[Stored entries]
..........

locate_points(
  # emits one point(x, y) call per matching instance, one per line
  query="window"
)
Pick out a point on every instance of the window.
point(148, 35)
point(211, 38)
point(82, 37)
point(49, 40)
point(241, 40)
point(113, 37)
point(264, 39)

..........

What the task requires
The records above must be transcribed line for line, exactly.

Solution to this problem
locate_points(
  # emits one point(x, y) call per matching instance, one per line
  query="window"
)
Pick out a point on every instance of the window.
point(148, 35)
point(211, 38)
point(82, 37)
point(49, 40)
point(241, 40)
point(113, 37)
point(264, 39)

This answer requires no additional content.